GOAL -
Reproduce exactly the line in which "Habitat-census task: mark the kitten's paw" occurs and all the lines after it, ending with the last line.

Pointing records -

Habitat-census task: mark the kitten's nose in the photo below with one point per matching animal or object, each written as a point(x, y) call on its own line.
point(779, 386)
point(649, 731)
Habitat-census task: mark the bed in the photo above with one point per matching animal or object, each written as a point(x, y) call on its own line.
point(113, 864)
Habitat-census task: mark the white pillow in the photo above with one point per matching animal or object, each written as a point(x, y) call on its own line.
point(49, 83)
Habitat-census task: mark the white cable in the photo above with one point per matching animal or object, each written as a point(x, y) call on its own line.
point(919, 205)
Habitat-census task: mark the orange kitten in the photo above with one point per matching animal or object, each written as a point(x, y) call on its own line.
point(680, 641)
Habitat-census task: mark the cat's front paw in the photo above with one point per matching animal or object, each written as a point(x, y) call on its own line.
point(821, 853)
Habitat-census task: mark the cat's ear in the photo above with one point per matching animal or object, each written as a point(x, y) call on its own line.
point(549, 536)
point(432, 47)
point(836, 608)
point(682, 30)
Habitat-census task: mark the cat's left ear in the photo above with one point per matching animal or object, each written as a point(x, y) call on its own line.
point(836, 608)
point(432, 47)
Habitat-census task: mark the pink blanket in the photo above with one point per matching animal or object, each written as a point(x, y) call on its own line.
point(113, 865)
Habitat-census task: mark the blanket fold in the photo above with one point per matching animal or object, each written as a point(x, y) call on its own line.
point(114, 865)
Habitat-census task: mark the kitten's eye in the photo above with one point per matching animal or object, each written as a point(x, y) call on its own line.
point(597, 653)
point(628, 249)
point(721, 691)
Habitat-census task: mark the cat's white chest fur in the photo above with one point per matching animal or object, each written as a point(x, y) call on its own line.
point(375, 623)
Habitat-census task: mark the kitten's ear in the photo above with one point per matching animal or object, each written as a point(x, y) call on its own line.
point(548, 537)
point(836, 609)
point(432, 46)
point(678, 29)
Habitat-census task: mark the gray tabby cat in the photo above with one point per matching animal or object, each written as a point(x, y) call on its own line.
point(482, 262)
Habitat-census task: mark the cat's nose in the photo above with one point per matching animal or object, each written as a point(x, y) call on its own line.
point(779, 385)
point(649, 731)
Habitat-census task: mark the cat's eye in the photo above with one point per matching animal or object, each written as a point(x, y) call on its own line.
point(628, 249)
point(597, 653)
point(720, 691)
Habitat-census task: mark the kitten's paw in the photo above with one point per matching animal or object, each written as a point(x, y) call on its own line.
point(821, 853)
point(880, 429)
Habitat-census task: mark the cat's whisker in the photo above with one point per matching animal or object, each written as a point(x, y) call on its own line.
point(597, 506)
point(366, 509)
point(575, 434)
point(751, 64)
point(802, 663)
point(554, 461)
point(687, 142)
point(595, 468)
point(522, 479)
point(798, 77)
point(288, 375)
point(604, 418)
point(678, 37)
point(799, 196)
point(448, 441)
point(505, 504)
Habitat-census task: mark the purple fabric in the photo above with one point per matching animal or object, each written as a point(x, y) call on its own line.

SOLUTION FOR THIS EXERCISE -
Habitat-census task: mark the kitten's paw in the photo above with one point per matching animal or object, each written as a point(x, y) call on its own line.
point(821, 853)
point(880, 429)
Habitat-census task: mark the cat's whisker in the photo above with one point per matching animal or object, each written as a point(x, y) call on its own line.
point(597, 506)
point(366, 509)
point(575, 434)
point(751, 64)
point(802, 663)
point(554, 461)
point(687, 142)
point(595, 468)
point(522, 479)
point(798, 77)
point(288, 375)
point(604, 418)
point(678, 37)
point(799, 196)
point(448, 441)
point(505, 504)
Habitat-census task: mark the purple fabric in the photo above with one point per matching animal or object, each written as a point(x, y) call on its own line.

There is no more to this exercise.